PASSAGE SHOWN -
● ● ● ● ●

Masaki Endoh, Natural Ellipse. Installation view at Palazzo Mora, 2016.

Photo: GAA Foundation

Time Space Existence - Biennale Architettura 2016

Time Space Existence - Biennale Architettura 2016

Natural Ellipse
Being Natural
When we think of architecture and design, we do so based on general knowledge and common sense or experience. No matter how hard you try to place yourself on a clean slate, without realizing, you begin to see things through a limiting framework. We are influenced by the generation and situation of the times, regardless of whether we want to be or not. Therefore it would be difficult to make a valid judgment.
Architecture constantly has various functions, or possibilities, and when that is placed within a system, it ties in with an objective and is then able to be useful. If this is the meaning of “natural”, in that way I wish to create architecture freely.

● ● ● ● ●

GIVEN ENTRIES -
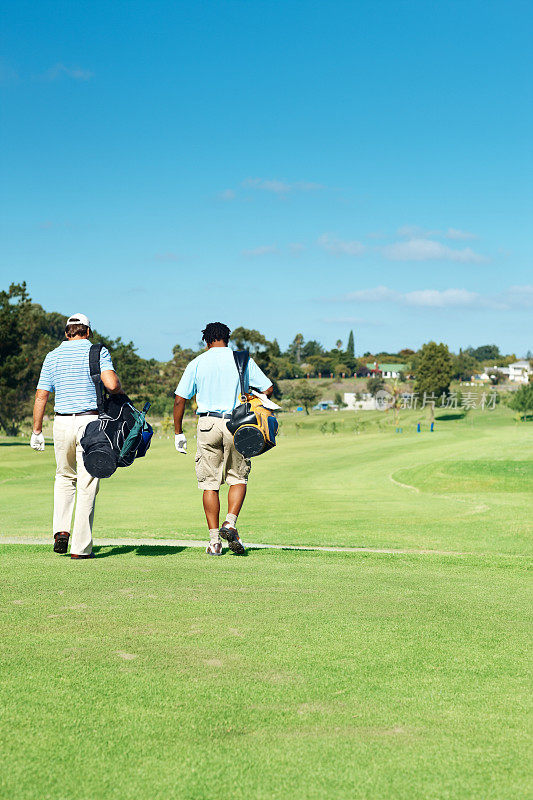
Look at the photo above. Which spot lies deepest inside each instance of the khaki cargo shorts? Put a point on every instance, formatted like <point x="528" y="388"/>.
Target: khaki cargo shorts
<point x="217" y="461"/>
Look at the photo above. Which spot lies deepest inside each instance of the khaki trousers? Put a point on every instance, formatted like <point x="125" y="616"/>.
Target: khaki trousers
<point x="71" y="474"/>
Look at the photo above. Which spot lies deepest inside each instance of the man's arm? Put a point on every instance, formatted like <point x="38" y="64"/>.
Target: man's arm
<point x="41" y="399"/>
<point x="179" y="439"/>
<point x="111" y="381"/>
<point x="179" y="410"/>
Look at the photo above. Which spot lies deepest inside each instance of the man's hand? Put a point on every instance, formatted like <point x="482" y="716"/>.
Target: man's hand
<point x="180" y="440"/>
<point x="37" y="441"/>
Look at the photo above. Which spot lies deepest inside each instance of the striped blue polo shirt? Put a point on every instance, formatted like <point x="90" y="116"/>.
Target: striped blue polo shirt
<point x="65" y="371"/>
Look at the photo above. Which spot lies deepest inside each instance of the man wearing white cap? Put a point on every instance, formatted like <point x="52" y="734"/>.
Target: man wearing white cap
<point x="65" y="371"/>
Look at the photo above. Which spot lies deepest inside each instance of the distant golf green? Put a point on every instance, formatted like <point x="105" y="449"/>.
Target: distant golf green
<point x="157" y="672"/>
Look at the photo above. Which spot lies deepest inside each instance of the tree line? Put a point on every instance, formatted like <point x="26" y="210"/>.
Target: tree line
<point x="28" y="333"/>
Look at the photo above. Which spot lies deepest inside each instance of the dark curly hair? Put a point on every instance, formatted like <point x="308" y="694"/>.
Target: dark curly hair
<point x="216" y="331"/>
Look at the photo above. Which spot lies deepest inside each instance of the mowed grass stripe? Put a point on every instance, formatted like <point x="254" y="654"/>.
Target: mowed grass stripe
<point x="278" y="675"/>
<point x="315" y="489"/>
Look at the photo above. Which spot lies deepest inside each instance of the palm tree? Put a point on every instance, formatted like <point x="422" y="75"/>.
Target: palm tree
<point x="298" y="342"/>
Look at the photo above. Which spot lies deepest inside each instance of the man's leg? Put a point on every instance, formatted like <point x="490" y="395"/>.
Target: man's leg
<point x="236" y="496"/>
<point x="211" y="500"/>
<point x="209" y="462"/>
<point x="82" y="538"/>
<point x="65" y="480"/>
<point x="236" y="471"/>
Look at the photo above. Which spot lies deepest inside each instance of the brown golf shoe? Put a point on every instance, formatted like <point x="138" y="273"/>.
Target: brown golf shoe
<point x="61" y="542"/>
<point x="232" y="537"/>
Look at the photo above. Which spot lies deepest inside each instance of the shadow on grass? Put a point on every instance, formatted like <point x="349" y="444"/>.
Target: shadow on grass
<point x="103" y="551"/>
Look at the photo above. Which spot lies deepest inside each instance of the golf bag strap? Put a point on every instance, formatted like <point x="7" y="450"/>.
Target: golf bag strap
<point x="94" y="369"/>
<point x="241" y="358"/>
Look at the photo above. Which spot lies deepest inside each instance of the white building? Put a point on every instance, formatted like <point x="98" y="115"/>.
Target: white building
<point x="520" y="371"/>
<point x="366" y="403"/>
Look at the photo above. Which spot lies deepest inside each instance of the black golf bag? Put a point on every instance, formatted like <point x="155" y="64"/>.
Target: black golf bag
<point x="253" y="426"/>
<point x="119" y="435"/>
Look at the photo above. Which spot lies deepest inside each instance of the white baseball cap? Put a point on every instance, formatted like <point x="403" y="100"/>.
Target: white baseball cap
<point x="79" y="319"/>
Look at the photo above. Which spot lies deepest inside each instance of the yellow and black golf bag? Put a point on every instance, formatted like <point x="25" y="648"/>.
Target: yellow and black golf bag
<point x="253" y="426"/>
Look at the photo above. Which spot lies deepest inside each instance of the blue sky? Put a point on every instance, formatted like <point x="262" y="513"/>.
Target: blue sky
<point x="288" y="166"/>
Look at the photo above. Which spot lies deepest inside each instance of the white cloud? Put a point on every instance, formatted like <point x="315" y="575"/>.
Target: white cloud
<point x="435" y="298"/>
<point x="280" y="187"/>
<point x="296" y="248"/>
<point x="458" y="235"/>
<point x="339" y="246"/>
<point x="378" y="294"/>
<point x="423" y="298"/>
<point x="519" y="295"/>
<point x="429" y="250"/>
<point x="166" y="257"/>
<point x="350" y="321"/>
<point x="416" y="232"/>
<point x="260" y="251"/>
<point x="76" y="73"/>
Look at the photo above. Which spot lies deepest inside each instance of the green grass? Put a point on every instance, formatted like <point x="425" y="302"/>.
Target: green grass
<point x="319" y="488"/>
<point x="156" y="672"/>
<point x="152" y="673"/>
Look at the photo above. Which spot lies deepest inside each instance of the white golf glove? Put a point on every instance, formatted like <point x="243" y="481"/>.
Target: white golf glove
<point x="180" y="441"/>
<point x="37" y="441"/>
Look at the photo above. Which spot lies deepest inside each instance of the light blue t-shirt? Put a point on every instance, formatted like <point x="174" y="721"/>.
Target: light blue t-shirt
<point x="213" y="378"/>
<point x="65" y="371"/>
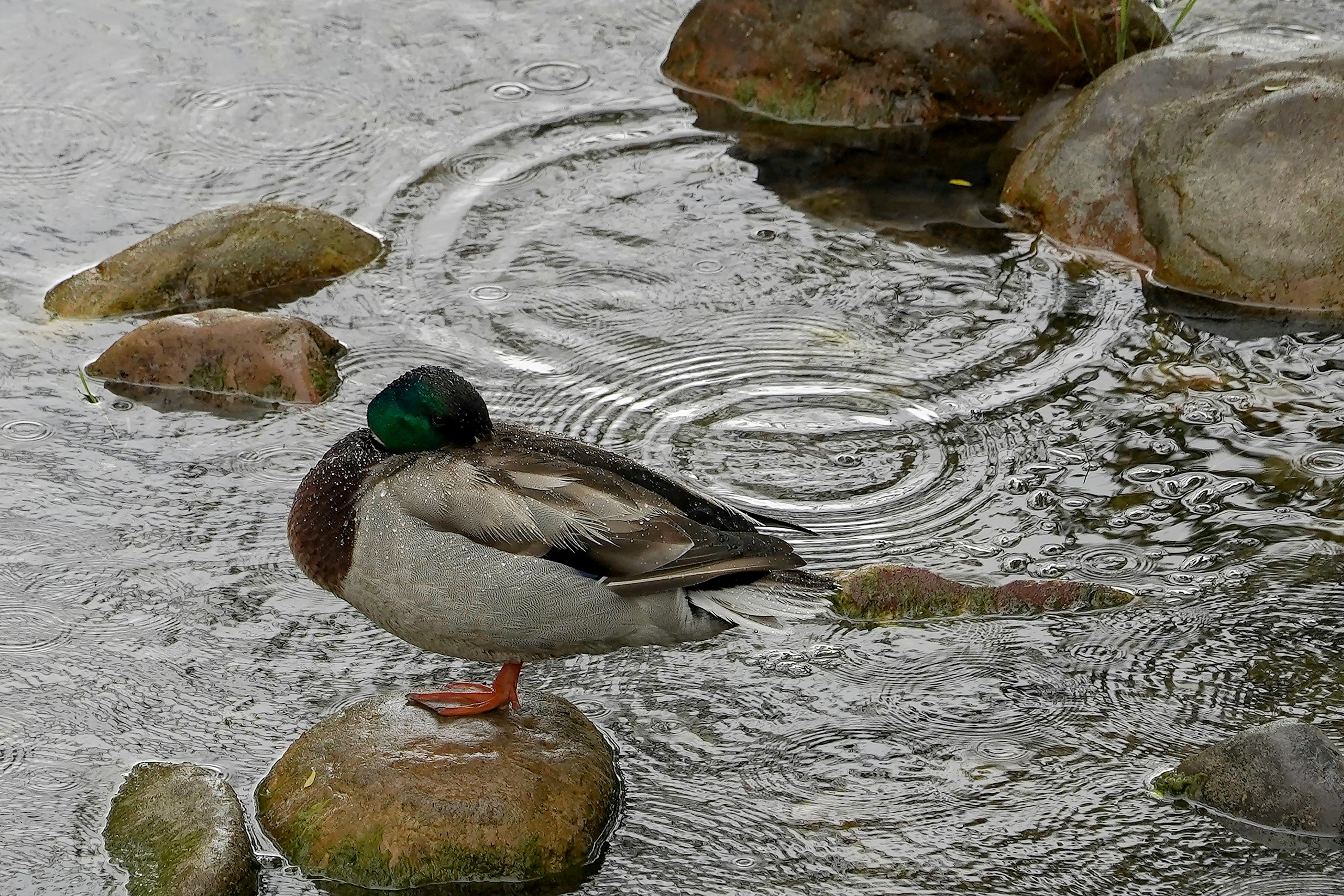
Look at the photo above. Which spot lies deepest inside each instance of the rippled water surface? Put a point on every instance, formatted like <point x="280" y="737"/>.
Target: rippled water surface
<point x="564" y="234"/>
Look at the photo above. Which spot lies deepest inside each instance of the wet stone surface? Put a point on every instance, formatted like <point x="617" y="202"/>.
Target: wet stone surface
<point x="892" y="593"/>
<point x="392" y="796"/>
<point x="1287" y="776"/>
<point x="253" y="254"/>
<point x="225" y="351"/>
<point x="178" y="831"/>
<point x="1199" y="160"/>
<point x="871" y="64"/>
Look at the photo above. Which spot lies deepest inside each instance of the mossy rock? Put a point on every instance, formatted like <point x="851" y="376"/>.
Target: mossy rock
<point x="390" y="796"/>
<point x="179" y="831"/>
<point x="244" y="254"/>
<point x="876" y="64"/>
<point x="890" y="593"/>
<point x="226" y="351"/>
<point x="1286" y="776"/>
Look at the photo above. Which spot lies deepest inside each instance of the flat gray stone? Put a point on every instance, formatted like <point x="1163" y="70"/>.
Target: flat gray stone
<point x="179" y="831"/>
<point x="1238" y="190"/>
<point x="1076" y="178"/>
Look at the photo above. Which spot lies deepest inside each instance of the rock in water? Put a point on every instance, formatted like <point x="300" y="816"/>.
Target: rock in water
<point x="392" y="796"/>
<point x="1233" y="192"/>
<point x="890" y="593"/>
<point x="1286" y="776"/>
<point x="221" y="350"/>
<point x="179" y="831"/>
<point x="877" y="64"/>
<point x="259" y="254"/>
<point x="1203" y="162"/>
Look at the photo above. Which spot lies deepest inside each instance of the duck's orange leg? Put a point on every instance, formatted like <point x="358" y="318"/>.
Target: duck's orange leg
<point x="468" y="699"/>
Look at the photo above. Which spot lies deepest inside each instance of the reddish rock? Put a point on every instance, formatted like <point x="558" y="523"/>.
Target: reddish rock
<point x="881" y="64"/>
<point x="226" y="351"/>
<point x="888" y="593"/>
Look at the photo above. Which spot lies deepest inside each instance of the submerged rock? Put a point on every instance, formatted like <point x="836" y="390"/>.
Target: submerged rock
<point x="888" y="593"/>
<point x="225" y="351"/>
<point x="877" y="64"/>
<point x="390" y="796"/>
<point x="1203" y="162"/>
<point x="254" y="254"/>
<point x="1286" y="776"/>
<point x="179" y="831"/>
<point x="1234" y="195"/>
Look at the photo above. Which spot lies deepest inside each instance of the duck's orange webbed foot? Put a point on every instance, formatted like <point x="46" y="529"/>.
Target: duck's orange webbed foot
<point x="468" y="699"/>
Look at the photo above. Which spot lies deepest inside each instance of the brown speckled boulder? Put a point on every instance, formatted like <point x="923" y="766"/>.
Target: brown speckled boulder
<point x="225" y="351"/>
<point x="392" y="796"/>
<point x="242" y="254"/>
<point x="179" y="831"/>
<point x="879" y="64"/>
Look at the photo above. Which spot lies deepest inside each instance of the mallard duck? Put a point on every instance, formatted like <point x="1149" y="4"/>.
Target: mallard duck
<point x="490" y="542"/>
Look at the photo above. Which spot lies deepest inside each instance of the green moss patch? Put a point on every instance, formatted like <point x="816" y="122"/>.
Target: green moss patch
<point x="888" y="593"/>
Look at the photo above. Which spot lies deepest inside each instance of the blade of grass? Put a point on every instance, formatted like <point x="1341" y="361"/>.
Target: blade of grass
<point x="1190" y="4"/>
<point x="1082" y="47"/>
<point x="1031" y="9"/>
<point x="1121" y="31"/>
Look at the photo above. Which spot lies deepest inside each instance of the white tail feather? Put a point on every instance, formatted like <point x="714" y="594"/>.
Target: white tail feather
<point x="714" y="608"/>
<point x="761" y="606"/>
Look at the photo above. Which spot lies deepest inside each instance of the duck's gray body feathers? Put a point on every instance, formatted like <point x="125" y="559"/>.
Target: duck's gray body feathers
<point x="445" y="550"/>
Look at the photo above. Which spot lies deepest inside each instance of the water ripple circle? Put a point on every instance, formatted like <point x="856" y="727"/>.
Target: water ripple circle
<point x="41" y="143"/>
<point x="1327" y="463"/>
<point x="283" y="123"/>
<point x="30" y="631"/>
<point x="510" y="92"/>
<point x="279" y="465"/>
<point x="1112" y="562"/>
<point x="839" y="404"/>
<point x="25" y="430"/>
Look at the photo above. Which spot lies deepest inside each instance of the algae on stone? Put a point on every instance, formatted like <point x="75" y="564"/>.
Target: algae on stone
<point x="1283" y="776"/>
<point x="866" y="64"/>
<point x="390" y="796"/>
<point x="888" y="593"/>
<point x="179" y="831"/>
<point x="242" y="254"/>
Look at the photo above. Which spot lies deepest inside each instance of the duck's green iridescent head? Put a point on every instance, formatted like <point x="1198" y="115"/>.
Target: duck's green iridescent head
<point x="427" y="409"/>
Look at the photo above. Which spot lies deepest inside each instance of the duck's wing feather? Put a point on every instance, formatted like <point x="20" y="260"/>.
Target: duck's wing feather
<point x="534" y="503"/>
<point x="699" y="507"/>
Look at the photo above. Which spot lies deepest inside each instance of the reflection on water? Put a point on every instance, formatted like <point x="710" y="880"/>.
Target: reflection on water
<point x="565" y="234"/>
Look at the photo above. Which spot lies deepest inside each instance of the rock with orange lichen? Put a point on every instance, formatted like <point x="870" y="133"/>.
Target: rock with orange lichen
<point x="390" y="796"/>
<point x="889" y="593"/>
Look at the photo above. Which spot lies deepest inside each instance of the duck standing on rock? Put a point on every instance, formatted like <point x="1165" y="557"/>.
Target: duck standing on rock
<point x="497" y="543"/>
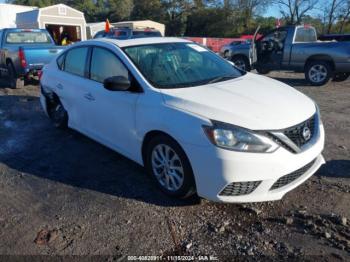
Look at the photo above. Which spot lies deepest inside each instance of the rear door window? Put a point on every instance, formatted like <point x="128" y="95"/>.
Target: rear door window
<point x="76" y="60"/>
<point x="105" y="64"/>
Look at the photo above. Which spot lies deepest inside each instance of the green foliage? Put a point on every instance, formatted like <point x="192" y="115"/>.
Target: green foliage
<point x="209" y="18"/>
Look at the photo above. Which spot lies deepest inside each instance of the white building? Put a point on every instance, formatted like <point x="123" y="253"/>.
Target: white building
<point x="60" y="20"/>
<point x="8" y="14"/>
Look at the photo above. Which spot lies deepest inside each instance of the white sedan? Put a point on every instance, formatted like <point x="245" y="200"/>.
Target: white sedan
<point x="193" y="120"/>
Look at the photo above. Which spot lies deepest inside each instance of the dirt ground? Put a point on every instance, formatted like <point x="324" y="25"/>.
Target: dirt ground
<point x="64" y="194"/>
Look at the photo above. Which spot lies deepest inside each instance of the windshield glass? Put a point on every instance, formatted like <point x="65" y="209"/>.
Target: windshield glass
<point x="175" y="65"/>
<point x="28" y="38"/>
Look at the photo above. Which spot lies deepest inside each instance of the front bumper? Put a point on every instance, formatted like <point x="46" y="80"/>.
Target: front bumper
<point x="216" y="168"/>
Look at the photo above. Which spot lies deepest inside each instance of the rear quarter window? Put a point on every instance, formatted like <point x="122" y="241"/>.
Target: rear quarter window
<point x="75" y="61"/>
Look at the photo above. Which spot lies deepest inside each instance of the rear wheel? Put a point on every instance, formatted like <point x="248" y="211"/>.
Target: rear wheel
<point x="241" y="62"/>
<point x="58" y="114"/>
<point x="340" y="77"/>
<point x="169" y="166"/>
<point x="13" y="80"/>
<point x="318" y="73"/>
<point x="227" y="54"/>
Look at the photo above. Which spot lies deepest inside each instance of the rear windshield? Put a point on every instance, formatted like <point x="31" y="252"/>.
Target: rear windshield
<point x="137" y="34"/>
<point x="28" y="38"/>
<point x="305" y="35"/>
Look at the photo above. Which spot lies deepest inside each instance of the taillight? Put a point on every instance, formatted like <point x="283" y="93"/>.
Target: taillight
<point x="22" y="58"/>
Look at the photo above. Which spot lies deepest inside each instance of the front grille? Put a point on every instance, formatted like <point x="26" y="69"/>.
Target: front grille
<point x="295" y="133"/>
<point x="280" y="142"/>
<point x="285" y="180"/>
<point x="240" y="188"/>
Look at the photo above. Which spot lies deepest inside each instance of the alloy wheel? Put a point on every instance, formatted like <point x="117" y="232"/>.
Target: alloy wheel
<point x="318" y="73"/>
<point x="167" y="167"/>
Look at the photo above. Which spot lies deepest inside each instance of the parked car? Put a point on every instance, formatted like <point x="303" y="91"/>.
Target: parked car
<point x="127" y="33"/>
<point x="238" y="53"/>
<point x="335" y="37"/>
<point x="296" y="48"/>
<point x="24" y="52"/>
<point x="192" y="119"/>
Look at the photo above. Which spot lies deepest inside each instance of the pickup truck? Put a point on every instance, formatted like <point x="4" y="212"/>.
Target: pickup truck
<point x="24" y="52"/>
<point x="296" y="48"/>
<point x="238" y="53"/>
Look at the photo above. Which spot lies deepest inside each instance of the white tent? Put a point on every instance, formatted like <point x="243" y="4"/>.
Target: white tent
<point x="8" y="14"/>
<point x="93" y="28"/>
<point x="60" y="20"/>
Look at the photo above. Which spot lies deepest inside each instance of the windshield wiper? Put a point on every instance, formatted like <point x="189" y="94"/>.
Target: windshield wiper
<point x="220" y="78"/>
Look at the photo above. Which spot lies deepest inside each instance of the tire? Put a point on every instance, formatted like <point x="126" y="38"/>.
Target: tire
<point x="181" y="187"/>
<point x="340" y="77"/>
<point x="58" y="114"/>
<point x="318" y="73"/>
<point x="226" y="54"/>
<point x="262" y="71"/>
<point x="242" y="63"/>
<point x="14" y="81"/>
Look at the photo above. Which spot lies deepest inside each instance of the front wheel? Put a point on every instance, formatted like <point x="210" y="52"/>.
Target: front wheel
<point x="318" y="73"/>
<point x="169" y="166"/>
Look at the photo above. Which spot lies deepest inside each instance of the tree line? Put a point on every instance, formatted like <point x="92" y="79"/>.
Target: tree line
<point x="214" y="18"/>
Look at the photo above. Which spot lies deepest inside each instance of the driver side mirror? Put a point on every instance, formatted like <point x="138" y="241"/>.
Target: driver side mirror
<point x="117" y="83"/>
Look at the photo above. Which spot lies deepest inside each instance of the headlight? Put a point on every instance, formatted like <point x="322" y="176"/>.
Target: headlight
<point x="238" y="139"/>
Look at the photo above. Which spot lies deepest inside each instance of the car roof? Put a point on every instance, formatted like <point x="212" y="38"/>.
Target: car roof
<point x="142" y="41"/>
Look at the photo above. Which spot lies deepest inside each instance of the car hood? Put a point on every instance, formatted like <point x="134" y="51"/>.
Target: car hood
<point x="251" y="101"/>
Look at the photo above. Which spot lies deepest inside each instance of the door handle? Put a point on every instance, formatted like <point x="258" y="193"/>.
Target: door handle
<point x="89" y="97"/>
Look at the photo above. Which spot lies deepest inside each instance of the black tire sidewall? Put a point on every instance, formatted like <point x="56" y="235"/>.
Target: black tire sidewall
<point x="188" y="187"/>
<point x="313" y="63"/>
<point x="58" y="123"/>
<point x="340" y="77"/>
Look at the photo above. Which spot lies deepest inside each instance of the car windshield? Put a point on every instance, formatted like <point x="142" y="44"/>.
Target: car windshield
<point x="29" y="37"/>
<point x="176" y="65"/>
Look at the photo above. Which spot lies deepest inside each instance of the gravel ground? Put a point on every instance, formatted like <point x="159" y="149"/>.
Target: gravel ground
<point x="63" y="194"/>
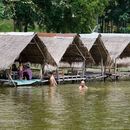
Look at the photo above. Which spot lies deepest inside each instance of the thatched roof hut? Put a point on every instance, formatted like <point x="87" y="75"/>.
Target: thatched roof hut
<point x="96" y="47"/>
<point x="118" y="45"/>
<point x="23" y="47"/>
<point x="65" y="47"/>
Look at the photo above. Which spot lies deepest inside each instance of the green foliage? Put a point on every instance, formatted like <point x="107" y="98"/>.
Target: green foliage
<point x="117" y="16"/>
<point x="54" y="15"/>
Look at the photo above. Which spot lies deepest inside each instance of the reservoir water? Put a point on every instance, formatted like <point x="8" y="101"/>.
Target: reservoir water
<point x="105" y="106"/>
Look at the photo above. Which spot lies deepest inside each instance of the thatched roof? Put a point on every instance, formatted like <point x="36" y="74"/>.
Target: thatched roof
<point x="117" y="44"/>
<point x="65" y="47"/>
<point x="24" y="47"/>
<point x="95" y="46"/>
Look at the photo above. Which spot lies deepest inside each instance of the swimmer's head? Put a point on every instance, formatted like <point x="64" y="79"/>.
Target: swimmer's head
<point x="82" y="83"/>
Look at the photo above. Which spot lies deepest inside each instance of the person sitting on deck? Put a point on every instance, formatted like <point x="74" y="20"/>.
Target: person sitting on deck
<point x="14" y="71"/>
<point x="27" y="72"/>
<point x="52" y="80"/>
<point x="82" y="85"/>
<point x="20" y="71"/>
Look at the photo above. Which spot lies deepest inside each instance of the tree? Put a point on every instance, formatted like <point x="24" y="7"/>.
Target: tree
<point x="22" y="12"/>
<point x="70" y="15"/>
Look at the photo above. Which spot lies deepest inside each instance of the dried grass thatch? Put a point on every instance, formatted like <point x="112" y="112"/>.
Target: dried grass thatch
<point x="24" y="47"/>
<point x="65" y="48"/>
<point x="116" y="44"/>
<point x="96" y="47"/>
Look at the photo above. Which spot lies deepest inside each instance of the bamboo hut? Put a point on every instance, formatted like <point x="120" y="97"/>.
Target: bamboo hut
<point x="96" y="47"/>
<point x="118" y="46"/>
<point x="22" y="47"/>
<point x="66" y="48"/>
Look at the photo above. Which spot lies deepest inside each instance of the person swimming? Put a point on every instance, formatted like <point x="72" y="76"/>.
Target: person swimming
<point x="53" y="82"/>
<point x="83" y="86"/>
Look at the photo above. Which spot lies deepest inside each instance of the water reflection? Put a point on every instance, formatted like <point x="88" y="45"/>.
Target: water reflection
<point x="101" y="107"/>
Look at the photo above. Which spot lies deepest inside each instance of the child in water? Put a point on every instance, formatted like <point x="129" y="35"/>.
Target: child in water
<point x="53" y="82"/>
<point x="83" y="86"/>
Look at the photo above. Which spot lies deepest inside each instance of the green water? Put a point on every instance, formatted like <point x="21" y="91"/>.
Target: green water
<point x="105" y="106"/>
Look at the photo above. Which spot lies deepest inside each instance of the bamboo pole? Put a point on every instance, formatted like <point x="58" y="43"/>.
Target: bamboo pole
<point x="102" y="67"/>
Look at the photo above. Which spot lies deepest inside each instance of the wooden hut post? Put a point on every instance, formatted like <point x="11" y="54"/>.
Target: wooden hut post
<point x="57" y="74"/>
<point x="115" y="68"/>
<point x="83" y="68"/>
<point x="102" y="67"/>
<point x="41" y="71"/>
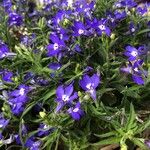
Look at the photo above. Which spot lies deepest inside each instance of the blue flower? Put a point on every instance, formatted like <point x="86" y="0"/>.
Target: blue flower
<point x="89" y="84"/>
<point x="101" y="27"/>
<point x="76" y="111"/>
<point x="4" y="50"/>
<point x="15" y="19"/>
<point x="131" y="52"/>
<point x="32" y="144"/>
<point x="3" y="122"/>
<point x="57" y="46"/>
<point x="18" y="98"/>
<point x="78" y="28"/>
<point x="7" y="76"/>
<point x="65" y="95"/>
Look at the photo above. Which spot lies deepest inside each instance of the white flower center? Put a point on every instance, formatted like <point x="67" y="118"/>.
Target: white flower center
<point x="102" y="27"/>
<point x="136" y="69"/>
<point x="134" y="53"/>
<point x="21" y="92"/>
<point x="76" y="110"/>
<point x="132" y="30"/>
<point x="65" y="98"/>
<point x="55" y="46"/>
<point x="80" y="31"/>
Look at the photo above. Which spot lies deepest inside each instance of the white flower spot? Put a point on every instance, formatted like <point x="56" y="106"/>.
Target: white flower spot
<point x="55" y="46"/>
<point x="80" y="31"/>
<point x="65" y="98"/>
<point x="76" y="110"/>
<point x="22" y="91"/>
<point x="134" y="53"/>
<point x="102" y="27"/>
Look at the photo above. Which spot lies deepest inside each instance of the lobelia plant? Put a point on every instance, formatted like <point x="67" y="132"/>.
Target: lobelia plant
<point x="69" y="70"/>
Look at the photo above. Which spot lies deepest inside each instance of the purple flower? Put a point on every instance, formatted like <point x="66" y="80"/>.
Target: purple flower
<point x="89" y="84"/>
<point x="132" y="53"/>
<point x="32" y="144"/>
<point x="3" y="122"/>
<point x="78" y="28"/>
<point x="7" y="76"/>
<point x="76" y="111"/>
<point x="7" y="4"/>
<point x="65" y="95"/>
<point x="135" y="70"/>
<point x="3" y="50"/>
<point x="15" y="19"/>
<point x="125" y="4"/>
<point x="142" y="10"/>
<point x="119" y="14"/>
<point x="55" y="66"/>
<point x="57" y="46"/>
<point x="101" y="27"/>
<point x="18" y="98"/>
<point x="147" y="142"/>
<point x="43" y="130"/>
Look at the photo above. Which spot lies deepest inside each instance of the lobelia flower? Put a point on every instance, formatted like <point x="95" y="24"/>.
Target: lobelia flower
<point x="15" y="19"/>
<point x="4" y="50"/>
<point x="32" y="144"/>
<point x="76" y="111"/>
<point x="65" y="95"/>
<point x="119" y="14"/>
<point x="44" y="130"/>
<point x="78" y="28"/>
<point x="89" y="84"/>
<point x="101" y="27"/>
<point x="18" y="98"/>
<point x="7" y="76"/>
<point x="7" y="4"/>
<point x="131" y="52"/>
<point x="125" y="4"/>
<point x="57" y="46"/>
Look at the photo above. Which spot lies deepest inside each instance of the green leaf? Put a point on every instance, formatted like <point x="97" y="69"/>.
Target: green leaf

● ● ● ● ●

THE TASK - Carry on the "Being Natural" statement about the Natural Ellipse installation, beginning after its last sentence.

REPLY TO THE TASK -
For that reason, I first come up with the basic concept of a project and then start designing. For this project, after much consideration, the concept was decided as being how to use the aforementioned shape of the ellipse. Of course it is nearly impossible to summarize this project using only that concept. However, detailed requests for living have nothing to do with the idea of the ellipse, and furthermore, there is a normal need for perpendicular angles that do not fit into curves.
But I pursue that concept. Then the more that it is kept, the more the balance between the starting point and conservative ideas is realized. I aim to bridge the gap between these two ideas. That is, an adjustment is made, and leads to changing the existing concepts and empirical knowledge of society and myself. I repeat this throughout the project. That repetition, the reorganisation, is what I call “natural”.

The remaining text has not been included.